#### TAREA A REALIZAR:
Responde a partir del texto fuente:
(a) ¿Qué es la psicodelia, según el texto?
(b) ¿En qué se transforman las nubes al chocar unas con otras?
(c) ¿Quiénes miden estaturas cuando hay comunión entre genio y genio?

#### TEXTO FUENTE:
⁂
Suaves besos del laúd, frisos rotos de las negras tardes de Chernobil. La psicodelia no es más que un pequeño y breve vistazo al otro lado de lo real, a uno de los múltiples e infinitos mundos que se despliegan al poner un espejo frente a otro teniéndonos a nosotros justo en medio, creando vastas ciudades que se repiten sin fin, que forman largas filas que no terminan nunca. Allí no hay vacuidad: hay un misterioso sentimiento de repetición de todo, de proyección de lo divino en forma de un confuso anélido que se extiende desde aquí hasta allá, de regreso y hasta el otro extremo de lo ya repetido.

Aunque las personas digan que las nubes son cúmulos de vapores y demás cuestiones metereológicas, no son más que lluvia apelmazada en forma de majestuosas flores de algodón, y la lluvia no es más que la decantación de su esencia misma. Así como las nubes se transforman en lluvia al chocar unas con otras, así también el individuo muta al colapsar con otro igual, uno que esté a su nivel y que sea portador de sus capacidades. Se desprenden centellas de sus bocas y cae granizo resultado de sus cavilaciones y de su enfrentamiento verbal. Escurre el deseo, se fusionan las mentes. Hay comunión entre nube y nube, entre genio y genio. Es cuando el Gaudí y el Dalí miden estaturas: acontece la batalla épica de dos monstruos mitológicos, bestias de lluvia, de viento y de magia.

A veces, uno que otro rayo esporádico de sol irrumpe a través del altísimo cobertizo del mundo para caer con apabullante suavidad sobre un cráneo humano, y en caso de que no sea martes trece o que no haya nacido en algún día nemontemi, el autor compone una maravilla, el genio hace nacer hermosos crisantemos del cadáver descompuesto de la espera y lo indeterminado. Espectáculo sagrado sin duda, pero verdaderamente raro. Y es que en la rareza del fenómeno se esconde lo trascendental de su naturaleza. Sus manos brillan, grita la luz desde lo profundo de sus falanges; sus ojos arden, son incendio terrible de las columnas y de los tesoros de Persépolis. De sus pies brotan alas, camina en pos de la aventura, aún desde su silla giratoria, aún desde el taller desordenado.
⁂
#### FILAS MOSTRADAS:

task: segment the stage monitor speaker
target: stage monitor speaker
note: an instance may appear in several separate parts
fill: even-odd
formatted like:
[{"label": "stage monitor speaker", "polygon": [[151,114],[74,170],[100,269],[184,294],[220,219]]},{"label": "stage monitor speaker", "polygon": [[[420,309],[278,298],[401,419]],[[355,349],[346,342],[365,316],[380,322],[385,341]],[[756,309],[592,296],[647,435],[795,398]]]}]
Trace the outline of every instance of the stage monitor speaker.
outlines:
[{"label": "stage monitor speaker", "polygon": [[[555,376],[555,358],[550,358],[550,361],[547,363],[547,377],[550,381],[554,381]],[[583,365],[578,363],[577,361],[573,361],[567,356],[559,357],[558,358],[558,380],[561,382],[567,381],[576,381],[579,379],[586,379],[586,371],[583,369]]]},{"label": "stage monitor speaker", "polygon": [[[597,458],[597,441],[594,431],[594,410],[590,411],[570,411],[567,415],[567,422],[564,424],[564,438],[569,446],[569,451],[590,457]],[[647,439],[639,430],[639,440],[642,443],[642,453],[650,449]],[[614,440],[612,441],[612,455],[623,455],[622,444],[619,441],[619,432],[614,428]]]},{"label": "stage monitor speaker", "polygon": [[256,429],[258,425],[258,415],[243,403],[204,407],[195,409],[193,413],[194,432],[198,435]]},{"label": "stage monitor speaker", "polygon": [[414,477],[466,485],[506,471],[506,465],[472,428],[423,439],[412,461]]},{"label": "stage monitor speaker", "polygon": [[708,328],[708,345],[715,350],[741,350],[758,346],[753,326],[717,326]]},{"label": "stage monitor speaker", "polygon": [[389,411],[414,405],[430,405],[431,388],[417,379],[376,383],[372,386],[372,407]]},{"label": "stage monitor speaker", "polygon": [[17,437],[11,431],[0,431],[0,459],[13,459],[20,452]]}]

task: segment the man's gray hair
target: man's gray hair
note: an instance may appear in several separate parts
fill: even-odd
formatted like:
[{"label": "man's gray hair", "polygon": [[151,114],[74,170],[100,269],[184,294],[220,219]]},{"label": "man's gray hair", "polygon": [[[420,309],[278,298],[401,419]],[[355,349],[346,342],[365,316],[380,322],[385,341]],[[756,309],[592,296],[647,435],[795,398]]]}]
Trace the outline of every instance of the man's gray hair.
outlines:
⁂
#### RESPUESTA:
(a) Un pequeño y breve vistazo al otro lado de lo real.
(b) En lluvia.
(c) El Gaudí y el Dalí.